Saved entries
══════════════════════════════
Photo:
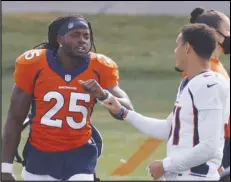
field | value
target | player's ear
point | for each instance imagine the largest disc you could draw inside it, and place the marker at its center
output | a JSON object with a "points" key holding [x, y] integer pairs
{"points": [[59, 40], [188, 48]]}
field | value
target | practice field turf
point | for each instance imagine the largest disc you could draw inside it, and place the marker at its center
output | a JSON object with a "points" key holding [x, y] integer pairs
{"points": [[143, 48]]}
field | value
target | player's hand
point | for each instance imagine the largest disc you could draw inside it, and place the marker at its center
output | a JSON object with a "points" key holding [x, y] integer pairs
{"points": [[92, 87], [113, 105], [156, 169], [7, 177]]}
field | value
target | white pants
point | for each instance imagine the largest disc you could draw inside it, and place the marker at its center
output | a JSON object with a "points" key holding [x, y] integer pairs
{"points": [[34, 177], [187, 177]]}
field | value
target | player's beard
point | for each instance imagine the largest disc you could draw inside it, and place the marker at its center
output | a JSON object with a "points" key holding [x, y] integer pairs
{"points": [[73, 53]]}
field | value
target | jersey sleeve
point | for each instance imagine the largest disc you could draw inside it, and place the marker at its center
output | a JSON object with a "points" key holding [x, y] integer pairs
{"points": [[208, 96], [25, 70], [109, 74]]}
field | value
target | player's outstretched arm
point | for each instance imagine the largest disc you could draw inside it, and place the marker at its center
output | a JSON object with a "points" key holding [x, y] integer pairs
{"points": [[121, 96], [156, 128], [17, 113]]}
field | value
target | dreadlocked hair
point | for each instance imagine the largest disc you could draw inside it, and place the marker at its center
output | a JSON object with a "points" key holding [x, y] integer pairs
{"points": [[53, 29]]}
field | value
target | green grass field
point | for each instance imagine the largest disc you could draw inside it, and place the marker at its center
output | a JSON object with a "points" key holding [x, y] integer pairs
{"points": [[142, 46]]}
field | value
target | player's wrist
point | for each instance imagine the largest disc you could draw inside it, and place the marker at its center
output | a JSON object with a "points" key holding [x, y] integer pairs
{"points": [[104, 96], [7, 167], [167, 162], [123, 112]]}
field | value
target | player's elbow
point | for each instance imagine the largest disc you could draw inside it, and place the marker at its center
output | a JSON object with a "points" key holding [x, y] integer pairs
{"points": [[211, 148]]}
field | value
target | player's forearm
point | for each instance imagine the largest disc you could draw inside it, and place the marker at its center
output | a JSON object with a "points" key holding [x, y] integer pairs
{"points": [[206, 149], [126, 103], [150, 126], [10, 140]]}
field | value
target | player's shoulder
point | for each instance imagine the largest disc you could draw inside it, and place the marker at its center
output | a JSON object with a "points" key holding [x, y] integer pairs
{"points": [[103, 60], [31, 57], [209, 82]]}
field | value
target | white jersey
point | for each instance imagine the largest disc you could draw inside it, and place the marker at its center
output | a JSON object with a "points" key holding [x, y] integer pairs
{"points": [[203, 93], [194, 132]]}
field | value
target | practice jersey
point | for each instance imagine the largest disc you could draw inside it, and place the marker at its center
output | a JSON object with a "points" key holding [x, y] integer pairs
{"points": [[215, 65], [61, 110], [206, 91]]}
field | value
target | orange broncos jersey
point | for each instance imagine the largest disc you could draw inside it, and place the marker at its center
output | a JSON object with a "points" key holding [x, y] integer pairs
{"points": [[215, 65], [61, 110]]}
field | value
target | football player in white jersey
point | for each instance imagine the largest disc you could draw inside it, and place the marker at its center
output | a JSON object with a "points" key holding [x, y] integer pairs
{"points": [[194, 131]]}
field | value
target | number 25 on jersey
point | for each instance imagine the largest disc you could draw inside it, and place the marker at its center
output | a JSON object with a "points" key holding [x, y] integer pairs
{"points": [[73, 107]]}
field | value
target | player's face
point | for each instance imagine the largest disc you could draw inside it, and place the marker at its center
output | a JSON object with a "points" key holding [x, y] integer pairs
{"points": [[77, 42], [180, 54]]}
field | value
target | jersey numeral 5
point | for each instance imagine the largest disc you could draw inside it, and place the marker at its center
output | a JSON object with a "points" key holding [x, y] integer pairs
{"points": [[73, 107]]}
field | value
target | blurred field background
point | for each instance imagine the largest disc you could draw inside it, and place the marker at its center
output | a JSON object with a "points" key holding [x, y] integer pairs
{"points": [[142, 46]]}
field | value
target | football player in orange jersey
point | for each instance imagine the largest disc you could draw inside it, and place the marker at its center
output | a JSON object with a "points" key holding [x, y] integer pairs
{"points": [[53, 81]]}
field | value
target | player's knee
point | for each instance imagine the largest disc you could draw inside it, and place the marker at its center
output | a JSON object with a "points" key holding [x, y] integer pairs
{"points": [[82, 177]]}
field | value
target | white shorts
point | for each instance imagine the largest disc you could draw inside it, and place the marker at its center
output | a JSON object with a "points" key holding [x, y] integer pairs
{"points": [[34, 177]]}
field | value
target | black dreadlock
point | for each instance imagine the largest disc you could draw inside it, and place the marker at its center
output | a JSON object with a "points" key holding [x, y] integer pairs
{"points": [[53, 29]]}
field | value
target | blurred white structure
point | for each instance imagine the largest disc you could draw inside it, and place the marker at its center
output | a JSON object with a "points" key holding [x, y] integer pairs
{"points": [[115, 7]]}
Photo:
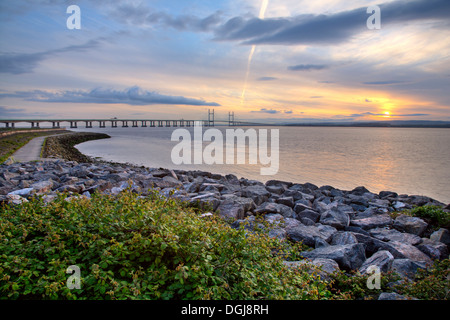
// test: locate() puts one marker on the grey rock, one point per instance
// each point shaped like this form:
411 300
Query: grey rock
406 268
21 192
382 259
43 186
442 235
258 193
433 249
395 235
231 209
308 234
393 296
377 221
349 257
310 214
335 217
409 224
272 207
287 201
342 238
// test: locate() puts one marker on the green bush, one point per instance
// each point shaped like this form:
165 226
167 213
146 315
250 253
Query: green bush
430 284
131 247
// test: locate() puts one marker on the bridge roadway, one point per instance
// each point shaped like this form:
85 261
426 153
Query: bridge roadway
56 123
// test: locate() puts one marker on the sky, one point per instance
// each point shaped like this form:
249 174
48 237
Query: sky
278 61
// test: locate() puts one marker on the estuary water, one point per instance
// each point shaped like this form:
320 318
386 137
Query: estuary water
414 161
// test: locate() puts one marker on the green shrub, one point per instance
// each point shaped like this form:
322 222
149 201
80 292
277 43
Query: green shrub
131 247
430 284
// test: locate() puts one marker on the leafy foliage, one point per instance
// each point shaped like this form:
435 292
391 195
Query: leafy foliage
133 247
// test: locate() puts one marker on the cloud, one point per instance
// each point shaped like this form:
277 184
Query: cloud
141 15
6 112
267 79
18 63
130 96
308 67
384 82
264 110
327 29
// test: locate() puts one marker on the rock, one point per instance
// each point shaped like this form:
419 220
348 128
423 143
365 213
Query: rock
343 238
258 193
15 199
349 257
393 296
409 224
231 209
287 201
21 192
433 249
381 220
406 268
403 250
387 194
335 217
359 191
309 214
442 235
272 207
395 235
308 234
43 186
382 259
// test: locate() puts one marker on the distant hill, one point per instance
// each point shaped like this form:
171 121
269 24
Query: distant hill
393 123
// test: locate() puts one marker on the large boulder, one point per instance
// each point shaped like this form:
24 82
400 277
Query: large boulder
384 234
410 224
258 193
376 221
382 259
349 257
231 209
308 234
336 217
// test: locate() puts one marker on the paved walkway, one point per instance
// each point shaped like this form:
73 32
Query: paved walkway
32 150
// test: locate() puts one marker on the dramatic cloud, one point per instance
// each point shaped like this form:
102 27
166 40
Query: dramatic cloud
264 110
9 113
267 79
141 15
308 67
327 29
130 96
18 63
384 82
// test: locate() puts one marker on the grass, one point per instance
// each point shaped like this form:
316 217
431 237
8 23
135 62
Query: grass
11 143
134 247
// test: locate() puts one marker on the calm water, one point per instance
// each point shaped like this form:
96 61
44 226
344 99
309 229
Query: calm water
404 160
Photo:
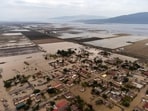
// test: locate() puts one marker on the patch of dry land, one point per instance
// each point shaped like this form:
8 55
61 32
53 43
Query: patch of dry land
138 49
53 47
59 76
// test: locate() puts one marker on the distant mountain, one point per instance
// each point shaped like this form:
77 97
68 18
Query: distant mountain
138 18
75 18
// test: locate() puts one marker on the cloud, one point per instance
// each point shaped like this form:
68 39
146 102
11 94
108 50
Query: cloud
31 9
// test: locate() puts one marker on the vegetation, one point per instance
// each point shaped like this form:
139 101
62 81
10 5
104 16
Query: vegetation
126 101
64 53
15 80
36 91
147 92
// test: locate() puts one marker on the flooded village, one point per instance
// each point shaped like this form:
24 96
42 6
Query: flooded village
42 71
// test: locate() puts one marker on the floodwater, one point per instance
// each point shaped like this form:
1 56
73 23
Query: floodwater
107 32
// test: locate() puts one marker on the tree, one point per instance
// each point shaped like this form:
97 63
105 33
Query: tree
99 102
147 92
52 103
36 91
7 84
125 80
104 96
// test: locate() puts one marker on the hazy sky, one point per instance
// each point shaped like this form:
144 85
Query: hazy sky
14 10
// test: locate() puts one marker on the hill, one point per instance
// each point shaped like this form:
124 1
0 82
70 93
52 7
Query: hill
138 18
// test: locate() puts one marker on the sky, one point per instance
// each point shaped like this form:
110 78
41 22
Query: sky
40 10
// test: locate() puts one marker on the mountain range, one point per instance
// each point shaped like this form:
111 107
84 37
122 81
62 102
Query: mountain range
136 18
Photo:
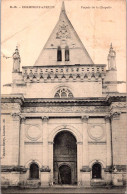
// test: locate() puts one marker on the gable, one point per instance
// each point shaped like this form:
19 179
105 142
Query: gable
63 36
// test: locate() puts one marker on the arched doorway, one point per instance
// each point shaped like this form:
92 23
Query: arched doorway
96 171
64 176
65 158
34 171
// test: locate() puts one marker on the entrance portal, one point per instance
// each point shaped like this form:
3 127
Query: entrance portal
65 158
34 171
64 175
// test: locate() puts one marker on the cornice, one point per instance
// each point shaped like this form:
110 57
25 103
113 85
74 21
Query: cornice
101 101
12 98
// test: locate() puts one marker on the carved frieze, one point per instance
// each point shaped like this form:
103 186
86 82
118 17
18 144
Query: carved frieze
10 107
76 109
118 107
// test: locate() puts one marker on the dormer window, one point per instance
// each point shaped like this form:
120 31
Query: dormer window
66 53
63 93
59 54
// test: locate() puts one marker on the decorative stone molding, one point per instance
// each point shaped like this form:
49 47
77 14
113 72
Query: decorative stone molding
45 119
45 169
57 73
66 109
107 118
85 169
11 106
6 168
116 115
23 119
16 116
84 118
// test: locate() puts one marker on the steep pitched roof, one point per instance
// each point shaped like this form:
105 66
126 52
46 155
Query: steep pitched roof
63 35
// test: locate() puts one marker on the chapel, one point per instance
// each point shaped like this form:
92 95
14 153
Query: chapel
64 122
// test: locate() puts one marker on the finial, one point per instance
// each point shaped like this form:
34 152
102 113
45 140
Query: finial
111 46
63 6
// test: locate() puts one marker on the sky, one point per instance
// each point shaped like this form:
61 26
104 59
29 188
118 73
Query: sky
97 22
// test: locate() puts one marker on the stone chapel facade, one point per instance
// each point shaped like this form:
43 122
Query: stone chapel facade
65 121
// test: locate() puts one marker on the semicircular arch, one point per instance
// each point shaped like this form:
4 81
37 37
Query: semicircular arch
68 128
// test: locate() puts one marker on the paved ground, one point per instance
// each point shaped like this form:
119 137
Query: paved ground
59 190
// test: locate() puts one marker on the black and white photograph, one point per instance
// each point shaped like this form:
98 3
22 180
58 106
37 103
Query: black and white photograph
63 96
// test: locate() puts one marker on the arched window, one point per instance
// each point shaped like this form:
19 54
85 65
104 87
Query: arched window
34 171
96 171
66 53
63 93
59 54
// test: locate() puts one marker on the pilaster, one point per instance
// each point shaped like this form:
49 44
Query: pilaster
22 131
45 151
15 138
108 139
85 140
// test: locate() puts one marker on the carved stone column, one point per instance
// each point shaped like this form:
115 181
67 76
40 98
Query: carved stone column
45 171
79 161
22 131
108 138
15 138
45 141
50 148
115 120
85 140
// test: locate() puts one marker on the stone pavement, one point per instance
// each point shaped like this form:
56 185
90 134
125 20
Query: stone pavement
62 190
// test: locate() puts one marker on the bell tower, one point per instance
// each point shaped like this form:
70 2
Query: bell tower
16 60
111 59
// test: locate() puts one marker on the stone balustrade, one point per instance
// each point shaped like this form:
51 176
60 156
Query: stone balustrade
63 73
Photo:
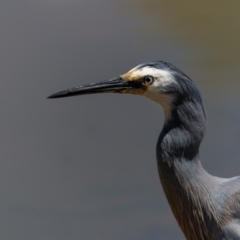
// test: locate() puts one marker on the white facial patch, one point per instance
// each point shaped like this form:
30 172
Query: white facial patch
163 76
155 90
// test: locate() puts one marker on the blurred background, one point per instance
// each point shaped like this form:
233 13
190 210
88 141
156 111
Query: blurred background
85 167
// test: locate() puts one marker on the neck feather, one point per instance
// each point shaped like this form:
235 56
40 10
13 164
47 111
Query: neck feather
186 184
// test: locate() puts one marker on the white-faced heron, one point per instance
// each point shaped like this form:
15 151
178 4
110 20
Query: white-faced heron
206 207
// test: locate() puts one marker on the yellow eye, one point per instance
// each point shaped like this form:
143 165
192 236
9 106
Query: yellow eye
148 80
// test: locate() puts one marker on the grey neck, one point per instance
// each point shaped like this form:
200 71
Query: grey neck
186 184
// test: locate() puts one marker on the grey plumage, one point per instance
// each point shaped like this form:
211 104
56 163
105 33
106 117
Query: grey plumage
206 207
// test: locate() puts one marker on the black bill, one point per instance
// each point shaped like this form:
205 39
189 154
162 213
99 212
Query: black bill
114 85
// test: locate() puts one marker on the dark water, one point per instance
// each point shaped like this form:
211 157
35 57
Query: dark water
84 167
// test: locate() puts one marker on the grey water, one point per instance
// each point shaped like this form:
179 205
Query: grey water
85 167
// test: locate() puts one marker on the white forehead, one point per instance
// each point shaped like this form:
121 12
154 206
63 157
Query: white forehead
161 75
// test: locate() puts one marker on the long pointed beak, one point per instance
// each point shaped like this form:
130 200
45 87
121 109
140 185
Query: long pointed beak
115 85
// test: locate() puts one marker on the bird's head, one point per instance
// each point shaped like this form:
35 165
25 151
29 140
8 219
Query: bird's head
158 81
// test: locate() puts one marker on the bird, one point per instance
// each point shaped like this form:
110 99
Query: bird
206 207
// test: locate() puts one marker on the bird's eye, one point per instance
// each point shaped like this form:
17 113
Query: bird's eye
148 80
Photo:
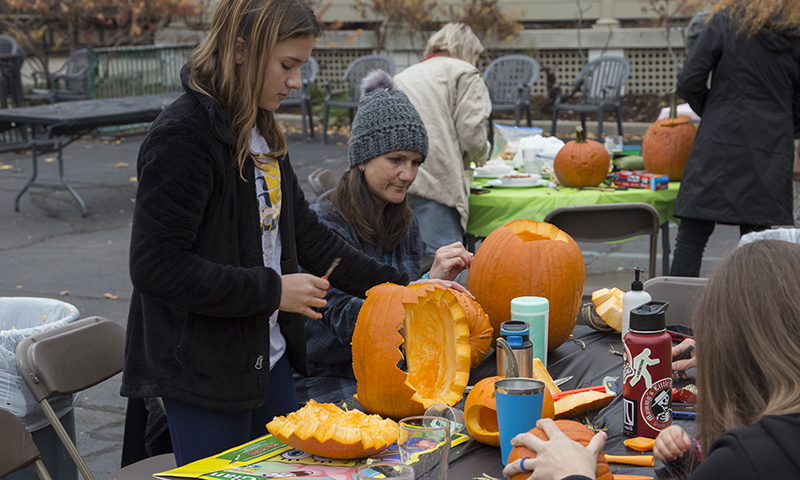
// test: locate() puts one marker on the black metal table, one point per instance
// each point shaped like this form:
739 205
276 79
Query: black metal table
63 123
589 359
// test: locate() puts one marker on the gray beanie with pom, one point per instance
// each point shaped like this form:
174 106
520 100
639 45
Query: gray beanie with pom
386 121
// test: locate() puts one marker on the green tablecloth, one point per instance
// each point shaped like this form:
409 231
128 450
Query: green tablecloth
488 211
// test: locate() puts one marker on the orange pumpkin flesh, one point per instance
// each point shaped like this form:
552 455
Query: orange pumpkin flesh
326 430
574 430
667 144
581 162
527 258
435 341
577 403
480 328
480 411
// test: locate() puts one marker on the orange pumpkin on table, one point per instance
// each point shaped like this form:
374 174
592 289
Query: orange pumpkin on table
667 144
581 162
527 258
574 430
434 345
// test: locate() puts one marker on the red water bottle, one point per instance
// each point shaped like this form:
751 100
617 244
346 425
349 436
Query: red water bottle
647 370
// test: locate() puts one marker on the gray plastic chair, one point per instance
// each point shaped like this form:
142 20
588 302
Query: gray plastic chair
302 97
349 84
71 358
610 222
682 293
509 80
601 82
70 82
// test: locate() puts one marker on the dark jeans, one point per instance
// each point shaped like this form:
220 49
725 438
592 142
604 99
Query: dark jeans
693 235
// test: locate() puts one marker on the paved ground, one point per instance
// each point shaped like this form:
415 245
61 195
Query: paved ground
48 250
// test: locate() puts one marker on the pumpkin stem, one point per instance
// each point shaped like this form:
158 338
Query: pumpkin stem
673 104
512 369
580 136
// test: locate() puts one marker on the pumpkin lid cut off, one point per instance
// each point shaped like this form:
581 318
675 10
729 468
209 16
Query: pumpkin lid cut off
433 347
574 430
527 258
328 431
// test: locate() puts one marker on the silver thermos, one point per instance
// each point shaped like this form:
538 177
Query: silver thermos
516 335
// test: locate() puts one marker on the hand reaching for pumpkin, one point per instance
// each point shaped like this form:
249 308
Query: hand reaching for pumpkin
301 291
671 444
558 457
449 261
680 366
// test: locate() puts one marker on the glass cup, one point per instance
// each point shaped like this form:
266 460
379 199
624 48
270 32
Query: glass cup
424 443
398 471
453 415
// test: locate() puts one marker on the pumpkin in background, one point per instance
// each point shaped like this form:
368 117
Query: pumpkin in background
328 431
574 430
527 258
581 162
435 349
668 142
480 411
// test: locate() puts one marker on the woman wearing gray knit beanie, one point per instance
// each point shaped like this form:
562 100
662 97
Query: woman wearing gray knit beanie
370 210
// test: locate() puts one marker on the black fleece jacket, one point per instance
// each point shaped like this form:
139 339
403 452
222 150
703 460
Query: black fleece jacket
198 326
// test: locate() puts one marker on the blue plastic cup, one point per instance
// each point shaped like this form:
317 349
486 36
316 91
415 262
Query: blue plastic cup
519 407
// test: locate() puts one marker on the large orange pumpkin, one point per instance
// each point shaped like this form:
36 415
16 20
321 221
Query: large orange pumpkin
581 162
527 258
326 430
480 328
574 430
667 144
480 411
435 348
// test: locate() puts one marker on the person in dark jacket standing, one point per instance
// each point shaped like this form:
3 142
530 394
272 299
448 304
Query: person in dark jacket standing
219 230
748 376
740 169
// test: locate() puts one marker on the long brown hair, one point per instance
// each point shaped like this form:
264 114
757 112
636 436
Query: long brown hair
214 71
748 339
751 16
381 229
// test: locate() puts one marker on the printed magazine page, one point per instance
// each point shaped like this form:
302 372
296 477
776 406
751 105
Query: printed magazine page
267 457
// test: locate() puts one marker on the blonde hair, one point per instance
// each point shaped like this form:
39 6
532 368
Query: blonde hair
237 87
748 339
457 39
751 16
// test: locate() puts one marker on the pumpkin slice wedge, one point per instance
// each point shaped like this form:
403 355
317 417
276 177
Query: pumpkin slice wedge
328 431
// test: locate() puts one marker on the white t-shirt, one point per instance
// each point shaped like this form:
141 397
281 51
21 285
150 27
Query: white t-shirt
268 192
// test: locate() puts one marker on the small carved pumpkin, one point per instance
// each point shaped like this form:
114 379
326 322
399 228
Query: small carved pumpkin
581 162
435 352
574 430
527 258
480 411
328 431
667 144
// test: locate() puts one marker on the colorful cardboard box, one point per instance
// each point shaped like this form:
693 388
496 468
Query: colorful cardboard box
637 179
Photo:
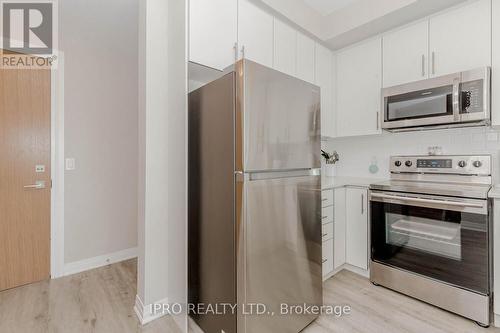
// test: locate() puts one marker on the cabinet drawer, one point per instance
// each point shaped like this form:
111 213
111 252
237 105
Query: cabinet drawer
326 198
327 257
327 231
327 215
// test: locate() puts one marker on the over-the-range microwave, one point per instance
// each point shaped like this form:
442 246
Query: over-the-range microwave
455 100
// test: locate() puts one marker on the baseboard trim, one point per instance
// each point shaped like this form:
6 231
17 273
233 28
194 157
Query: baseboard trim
145 313
99 261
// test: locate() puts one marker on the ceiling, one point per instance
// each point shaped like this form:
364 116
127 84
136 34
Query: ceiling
326 7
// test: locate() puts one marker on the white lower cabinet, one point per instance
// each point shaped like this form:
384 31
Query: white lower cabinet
327 258
345 230
357 227
327 230
339 228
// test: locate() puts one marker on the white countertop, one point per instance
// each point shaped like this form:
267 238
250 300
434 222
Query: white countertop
328 183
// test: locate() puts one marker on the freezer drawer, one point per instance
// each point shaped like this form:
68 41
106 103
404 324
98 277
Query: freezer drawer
283 250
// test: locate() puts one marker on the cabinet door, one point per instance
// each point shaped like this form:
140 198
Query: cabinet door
357 227
495 77
406 54
461 39
285 48
212 32
339 226
324 79
359 81
255 33
327 261
305 58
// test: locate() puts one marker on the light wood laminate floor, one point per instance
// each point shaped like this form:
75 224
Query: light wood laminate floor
377 309
97 301
102 300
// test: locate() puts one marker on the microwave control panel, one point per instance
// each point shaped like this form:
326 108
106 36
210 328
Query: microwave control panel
472 96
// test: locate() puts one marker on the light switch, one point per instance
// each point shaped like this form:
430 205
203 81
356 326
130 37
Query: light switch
70 164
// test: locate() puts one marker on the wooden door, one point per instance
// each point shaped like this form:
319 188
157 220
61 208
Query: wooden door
406 54
24 144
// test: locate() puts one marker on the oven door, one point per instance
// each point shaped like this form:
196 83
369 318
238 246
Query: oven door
428 102
443 238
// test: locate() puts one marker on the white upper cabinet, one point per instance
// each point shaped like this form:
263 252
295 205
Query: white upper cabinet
406 54
255 33
359 80
495 73
324 79
285 48
213 32
461 39
305 58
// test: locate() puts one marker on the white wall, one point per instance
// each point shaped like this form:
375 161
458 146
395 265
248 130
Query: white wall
100 42
162 270
357 153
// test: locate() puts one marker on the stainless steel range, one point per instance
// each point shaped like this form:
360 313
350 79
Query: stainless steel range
431 232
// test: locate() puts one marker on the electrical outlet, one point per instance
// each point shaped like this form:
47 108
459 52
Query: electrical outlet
70 164
493 136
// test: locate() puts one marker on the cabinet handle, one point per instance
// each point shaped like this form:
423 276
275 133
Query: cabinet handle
362 204
433 62
423 65
235 48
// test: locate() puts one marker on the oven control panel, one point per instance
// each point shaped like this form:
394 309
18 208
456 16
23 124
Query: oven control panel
464 165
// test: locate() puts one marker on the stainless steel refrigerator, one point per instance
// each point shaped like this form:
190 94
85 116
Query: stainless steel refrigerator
254 201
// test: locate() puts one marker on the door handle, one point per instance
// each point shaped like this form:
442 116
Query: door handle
39 185
433 62
362 204
423 65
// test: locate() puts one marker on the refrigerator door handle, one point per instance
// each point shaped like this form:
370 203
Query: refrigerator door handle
262 175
══════════════════════════════
THE TASK
The answer should be a single number: the count of lines in the data that include the string "jersey".

WRITTEN RESPONSE
8